══ Provided data ══

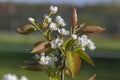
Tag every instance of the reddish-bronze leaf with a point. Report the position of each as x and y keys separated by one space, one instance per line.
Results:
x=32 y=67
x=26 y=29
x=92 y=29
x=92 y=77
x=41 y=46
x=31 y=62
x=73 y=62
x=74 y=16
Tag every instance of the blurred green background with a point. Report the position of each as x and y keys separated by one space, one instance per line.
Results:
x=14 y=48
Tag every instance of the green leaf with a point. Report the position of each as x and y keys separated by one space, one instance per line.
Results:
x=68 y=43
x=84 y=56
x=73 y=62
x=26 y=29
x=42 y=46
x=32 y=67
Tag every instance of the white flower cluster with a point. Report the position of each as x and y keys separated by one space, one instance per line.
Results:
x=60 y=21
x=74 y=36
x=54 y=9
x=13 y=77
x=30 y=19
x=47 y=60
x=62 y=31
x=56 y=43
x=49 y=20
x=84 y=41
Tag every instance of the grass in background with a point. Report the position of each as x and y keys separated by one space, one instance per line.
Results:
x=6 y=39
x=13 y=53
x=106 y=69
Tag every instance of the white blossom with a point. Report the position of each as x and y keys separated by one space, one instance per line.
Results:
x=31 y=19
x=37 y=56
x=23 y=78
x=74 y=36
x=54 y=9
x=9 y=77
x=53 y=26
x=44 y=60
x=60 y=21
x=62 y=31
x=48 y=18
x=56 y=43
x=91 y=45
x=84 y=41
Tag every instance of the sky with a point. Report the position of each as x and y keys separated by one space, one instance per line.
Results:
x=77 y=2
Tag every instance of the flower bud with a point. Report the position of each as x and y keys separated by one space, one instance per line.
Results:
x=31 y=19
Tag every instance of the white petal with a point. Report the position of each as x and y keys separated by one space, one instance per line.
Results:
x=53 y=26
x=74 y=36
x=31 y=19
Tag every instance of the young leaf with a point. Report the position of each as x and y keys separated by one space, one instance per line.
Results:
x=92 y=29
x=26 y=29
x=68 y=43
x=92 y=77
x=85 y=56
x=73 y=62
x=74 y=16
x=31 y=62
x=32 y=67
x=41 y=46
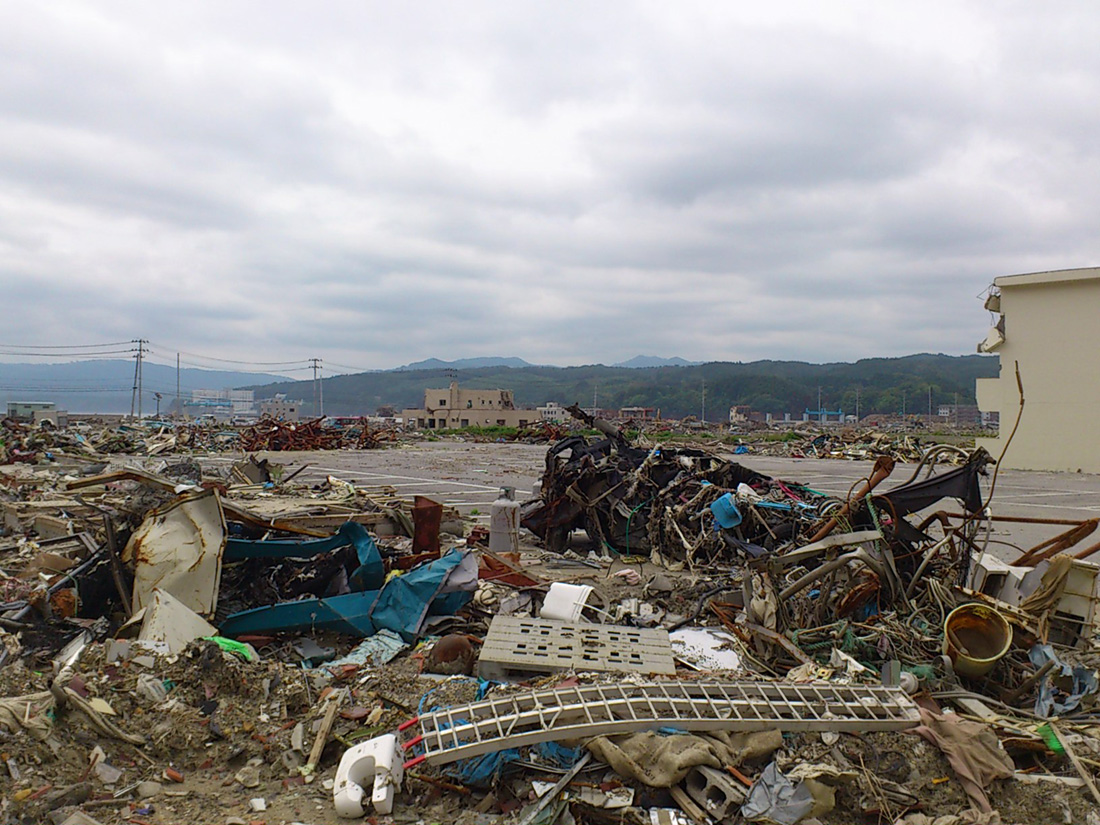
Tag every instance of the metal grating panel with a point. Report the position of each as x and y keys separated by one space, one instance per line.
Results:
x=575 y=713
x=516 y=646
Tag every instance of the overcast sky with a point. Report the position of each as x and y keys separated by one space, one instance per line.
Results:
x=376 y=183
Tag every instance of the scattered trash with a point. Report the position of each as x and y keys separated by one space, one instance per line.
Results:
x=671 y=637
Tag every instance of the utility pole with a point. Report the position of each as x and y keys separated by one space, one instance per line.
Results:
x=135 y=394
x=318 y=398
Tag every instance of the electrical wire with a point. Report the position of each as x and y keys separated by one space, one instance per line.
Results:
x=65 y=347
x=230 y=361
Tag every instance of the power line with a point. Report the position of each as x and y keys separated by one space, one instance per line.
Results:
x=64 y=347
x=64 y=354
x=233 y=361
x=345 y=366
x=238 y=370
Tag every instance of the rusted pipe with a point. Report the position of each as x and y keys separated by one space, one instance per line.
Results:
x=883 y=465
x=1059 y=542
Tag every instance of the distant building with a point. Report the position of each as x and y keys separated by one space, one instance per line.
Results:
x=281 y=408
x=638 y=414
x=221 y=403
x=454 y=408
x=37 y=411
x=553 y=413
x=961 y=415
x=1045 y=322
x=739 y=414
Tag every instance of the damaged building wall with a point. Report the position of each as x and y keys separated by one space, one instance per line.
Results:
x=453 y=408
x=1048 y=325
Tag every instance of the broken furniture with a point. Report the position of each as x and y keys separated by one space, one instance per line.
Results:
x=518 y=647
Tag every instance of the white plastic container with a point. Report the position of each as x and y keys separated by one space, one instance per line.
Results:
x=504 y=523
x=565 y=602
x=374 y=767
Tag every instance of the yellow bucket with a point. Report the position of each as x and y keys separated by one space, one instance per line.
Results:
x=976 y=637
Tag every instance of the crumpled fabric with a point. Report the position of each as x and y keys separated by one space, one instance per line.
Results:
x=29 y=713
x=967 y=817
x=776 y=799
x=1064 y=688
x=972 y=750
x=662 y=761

═══

Copy out word for word every line of the records above from the one containing "Tag every instance of the metal" down through the one containing "x=1048 y=325", and include both of those lines.

» Task answer
Tag every instance of the metal grating panel with a point. Report the position of each as x and y keys separated by one space, one instance per line.
Results:
x=575 y=713
x=516 y=646
Tag every instance of the overcast sky with a point. Report the position of each as x and y keys separated by one space, one instance per line.
Results:
x=376 y=183
Tag every instance of the scattered trash with a point. Report the position of each as x and y keys separated by one space, one instance per line.
Results:
x=671 y=637
Tag every instance of the utility pole with a point. Report the position of each as x and y keys separated by one space, one instance per line.
Results:
x=135 y=394
x=318 y=398
Tag every instance of the electrical wire with a point. Report the position of each as x and y keys separated by one space, one instance per line.
Results:
x=65 y=347
x=230 y=361
Tag every instance of the power line with a point. Report the position of each as x and y keys separated by one space, one instance per line.
Results:
x=64 y=347
x=64 y=354
x=233 y=361
x=345 y=366
x=238 y=370
Tag every instance of the rusted pipe with a point. Report the position of each as x and y keys separated by one space, one instance per line.
Results:
x=883 y=465
x=1059 y=542
Tag every instance of the distant building with a point. Report the position of each as x and y keys separated by one space, one instance per line.
Results:
x=281 y=408
x=638 y=414
x=221 y=403
x=454 y=408
x=37 y=411
x=553 y=413
x=961 y=415
x=1045 y=322
x=739 y=414
Tag every instance of the damaged building wall with a point. Report the position of each as x and y keys separated by one space, one instance per line.
Results:
x=453 y=408
x=1048 y=325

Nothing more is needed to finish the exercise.